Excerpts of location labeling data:
------------------------------

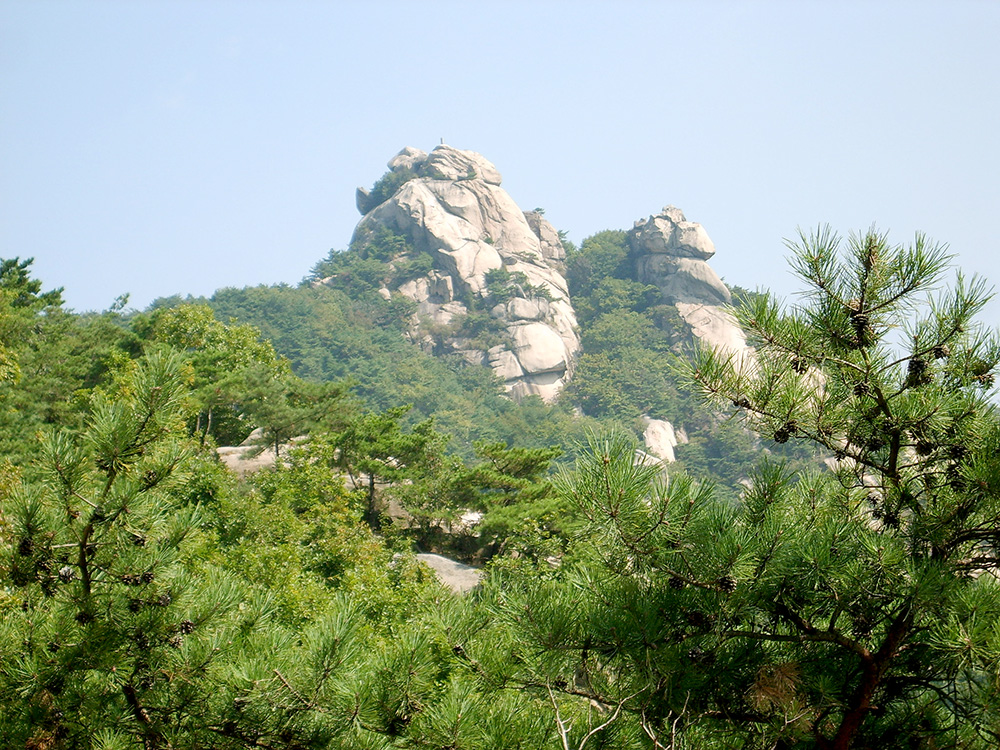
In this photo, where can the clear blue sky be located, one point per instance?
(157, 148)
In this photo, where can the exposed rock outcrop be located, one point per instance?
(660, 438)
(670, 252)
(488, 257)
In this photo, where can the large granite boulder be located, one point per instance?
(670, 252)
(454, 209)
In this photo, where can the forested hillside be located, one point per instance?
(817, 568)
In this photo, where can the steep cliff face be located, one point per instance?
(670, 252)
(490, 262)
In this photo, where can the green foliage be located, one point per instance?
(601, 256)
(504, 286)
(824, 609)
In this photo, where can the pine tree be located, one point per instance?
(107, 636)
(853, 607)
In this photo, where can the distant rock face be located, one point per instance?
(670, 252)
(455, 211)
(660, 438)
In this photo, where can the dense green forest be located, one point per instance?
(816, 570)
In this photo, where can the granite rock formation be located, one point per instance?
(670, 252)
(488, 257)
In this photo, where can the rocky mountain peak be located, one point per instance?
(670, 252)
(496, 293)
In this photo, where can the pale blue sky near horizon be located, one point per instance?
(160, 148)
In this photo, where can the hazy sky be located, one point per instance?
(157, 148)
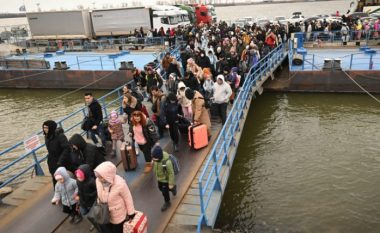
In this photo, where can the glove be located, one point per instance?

------------------------------

Rewrite all the items above as a numbered list, one line per entry, with no blank lines and without the pictures.

THE RESPONSE:
1. In this photo, where can the clear blue sky be located, one point per instance?
2. (157, 148)
3. In this photo, where can the exposed rock outcrop be located, one point per instance?
4. (660, 438)
5. (670, 252)
6. (488, 257)
7. In this photo, where can the large granite boulder be located, one point per instance?
8. (670, 252)
9. (454, 209)
10. In this photo, where can the forested hillside be located, one point per instance?
11. (817, 568)
12. In this photo, where can the steep cliff face be located, one point per instance?
13. (670, 252)
14. (490, 262)
15. In this photo, where can the green foliage be located, one point per instance?
16. (601, 256)
17. (504, 286)
18. (824, 609)
19. In this photo, where can the pine tree be located, one point per instance?
20. (107, 636)
21. (853, 607)
22. In this photo, where can the distant rock face be located, one point per instance?
23. (670, 252)
24. (455, 211)
25. (660, 438)
26. In this photo, where can the dense green forest be located, one point per instance?
27. (816, 570)
28. In this photo, where can the granite rock formation be located, one point per instance?
29. (670, 252)
30. (488, 257)
31. In this photo, where can the rocky mountain peak be located, one point per instance?
32. (670, 252)
33. (496, 293)
34. In this photo, where can the pale blue sky near horizon be located, one point per instance?
35. (160, 148)
36. In this photo, where can the hazy sky be located, one point per instance?
37. (157, 148)
38. In this photo, where can the glove be located, one point per instance?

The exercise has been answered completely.